■ EXERCISE AIM ■
Pull out every line of the material below that contains the word "wall", and copy each one in full.

■ SUPPLIED DATA ■

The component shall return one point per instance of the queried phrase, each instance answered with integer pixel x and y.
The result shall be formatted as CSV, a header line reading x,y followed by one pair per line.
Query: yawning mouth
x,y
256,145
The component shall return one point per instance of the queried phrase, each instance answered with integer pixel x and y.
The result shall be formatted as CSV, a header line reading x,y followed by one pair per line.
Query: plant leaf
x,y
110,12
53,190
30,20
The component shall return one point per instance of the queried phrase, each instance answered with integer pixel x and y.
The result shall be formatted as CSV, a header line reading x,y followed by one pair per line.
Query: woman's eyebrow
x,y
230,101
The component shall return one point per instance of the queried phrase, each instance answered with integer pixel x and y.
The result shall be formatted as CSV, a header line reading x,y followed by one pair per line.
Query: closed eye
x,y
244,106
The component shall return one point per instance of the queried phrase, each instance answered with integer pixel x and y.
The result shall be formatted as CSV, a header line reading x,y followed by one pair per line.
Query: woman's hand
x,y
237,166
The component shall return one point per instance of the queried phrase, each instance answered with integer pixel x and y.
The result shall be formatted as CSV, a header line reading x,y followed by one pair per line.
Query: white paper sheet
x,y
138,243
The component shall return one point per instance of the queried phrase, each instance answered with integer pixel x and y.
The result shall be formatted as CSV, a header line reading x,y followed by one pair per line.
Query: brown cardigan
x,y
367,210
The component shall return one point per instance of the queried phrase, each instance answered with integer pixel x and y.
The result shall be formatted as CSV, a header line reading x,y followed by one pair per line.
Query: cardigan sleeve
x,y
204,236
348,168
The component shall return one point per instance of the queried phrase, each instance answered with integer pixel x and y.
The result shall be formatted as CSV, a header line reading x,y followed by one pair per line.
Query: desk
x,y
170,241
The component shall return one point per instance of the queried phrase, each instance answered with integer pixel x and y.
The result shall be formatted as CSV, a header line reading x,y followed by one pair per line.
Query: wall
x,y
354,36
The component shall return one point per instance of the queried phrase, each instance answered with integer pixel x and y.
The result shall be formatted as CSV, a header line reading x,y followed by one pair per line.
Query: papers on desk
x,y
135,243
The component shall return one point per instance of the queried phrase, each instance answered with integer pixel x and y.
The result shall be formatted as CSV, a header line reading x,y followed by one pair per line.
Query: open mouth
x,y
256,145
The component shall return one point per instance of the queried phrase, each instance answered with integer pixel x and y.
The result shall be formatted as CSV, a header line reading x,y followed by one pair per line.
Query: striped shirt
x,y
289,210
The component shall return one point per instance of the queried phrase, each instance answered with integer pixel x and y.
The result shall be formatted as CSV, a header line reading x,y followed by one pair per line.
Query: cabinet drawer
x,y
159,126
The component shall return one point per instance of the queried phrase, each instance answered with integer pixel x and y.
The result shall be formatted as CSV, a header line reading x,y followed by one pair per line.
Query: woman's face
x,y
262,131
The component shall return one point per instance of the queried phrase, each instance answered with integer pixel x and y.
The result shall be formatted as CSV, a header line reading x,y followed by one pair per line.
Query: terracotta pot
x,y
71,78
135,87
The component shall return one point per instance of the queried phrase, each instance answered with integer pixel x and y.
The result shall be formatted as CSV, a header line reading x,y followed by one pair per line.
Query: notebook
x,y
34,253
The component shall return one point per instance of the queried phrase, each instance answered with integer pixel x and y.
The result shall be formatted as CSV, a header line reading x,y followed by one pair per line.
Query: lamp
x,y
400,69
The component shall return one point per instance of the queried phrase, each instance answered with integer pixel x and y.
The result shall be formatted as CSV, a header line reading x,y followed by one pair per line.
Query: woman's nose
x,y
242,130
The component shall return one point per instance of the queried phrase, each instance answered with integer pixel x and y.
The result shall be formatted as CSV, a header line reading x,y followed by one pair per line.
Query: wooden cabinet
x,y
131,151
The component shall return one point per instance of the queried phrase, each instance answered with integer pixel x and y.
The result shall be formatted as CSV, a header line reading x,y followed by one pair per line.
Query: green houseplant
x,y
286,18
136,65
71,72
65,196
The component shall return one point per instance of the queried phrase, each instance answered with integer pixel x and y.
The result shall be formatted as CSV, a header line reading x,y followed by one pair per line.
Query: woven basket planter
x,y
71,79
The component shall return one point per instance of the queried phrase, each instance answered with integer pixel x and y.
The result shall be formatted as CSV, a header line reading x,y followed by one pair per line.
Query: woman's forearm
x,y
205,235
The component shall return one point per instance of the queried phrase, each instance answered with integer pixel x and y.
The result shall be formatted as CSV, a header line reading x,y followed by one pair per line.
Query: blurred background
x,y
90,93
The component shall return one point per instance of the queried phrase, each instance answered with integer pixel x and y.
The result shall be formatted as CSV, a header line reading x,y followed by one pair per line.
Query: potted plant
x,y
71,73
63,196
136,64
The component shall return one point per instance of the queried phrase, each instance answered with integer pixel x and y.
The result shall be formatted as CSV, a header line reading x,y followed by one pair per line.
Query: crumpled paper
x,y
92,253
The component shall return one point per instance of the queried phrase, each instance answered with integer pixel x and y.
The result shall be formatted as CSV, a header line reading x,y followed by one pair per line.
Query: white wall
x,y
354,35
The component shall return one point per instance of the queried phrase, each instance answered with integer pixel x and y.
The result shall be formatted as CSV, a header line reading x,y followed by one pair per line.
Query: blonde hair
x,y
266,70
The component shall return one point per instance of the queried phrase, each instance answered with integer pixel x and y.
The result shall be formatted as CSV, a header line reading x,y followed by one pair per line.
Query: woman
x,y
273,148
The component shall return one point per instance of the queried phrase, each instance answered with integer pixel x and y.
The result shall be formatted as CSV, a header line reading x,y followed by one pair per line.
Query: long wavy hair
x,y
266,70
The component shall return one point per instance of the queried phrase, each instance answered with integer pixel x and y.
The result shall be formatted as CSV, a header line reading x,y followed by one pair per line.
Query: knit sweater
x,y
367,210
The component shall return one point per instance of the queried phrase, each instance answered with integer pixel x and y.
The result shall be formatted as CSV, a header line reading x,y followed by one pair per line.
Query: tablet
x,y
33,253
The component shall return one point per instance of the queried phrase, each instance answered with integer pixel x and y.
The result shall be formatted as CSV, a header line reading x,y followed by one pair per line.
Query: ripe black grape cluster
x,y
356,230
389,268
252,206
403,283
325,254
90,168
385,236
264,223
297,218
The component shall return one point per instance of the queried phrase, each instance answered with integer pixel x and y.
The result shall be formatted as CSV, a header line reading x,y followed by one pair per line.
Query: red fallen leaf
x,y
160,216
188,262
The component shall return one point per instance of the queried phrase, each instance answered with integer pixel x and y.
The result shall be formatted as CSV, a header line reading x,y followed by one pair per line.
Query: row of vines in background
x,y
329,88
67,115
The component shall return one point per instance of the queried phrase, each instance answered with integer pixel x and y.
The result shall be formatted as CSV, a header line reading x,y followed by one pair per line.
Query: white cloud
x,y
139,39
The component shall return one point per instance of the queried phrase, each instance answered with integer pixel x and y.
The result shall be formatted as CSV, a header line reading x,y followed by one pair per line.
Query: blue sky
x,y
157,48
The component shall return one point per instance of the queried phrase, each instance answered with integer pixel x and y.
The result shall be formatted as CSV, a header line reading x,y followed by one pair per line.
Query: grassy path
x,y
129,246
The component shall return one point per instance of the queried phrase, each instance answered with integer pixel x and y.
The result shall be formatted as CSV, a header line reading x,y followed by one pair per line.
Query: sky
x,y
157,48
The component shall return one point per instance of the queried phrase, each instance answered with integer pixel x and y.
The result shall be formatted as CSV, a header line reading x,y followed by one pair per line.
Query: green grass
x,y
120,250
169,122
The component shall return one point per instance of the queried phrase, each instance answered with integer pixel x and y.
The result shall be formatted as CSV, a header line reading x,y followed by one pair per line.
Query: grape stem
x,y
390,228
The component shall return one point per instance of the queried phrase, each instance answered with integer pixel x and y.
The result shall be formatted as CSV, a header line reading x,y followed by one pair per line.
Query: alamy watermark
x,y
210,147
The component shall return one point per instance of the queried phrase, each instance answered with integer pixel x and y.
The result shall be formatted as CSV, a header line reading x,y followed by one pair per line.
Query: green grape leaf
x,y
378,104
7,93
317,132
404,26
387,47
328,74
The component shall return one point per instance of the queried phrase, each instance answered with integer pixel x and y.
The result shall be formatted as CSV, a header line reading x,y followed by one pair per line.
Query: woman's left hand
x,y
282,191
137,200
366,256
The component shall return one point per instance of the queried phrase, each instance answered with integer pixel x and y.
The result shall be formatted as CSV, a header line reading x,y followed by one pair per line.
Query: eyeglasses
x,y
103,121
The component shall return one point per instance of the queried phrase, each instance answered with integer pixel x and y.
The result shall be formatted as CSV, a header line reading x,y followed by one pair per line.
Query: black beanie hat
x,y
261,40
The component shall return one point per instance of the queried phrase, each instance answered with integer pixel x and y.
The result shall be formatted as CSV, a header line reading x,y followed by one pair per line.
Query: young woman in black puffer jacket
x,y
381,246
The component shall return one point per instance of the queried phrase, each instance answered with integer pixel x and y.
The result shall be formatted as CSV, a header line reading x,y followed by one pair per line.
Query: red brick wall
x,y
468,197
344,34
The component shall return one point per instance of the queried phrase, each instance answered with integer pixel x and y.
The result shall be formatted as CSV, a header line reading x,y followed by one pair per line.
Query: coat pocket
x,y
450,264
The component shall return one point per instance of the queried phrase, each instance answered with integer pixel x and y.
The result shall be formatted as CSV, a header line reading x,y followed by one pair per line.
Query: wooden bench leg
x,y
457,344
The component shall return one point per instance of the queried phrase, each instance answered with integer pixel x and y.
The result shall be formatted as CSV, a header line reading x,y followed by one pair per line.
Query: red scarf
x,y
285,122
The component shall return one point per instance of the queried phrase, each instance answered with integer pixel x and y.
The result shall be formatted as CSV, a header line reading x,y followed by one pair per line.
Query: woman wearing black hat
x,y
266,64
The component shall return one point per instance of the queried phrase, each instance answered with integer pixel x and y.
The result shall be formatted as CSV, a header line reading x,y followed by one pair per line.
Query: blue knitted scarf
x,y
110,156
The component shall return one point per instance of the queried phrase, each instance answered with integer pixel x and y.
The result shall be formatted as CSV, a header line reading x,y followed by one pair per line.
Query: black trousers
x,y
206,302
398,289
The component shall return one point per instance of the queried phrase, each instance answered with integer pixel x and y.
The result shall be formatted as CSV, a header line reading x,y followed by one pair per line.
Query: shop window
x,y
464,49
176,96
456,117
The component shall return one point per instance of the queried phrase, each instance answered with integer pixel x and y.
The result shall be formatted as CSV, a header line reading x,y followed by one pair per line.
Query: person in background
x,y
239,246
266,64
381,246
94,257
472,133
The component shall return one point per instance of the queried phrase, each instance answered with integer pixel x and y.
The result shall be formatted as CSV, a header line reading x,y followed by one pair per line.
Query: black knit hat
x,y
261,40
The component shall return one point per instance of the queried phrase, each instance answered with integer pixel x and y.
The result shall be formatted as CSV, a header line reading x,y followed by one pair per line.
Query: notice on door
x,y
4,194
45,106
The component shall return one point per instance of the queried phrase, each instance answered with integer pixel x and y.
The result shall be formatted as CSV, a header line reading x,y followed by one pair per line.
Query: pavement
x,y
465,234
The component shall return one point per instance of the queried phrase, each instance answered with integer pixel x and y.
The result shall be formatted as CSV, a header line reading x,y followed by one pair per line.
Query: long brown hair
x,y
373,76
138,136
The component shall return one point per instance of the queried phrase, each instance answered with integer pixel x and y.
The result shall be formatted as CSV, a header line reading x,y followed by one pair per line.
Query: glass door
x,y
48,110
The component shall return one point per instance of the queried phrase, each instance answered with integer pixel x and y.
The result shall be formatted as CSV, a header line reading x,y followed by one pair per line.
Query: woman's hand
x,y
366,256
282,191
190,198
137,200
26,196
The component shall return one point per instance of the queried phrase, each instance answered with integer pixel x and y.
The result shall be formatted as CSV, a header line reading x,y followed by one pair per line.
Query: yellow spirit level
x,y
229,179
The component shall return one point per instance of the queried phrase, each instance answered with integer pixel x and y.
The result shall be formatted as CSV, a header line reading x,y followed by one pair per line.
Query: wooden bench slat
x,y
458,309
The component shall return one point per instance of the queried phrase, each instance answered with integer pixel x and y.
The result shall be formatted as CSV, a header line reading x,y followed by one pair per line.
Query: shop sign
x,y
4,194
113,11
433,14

■ SOLVED PROBLEM ■
Query: wall
Query: white wall
Query: red brick wall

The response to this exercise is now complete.